Starting from the line in which "FIND: small wooden boat" appears, output every line down to the last line of the data below, exactly and without anything more.

▸ **RECORDS FOR THE TASK**:
--
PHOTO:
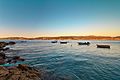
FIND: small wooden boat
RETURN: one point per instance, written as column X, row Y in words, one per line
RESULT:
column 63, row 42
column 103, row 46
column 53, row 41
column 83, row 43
--
▸ **ANSWER TO THE EXERCISE**:
FIND: small wooden boat
RETURN: one point per instance, written as column X, row Y in words, one per line
RESULT:
column 63, row 42
column 103, row 46
column 53, row 41
column 83, row 43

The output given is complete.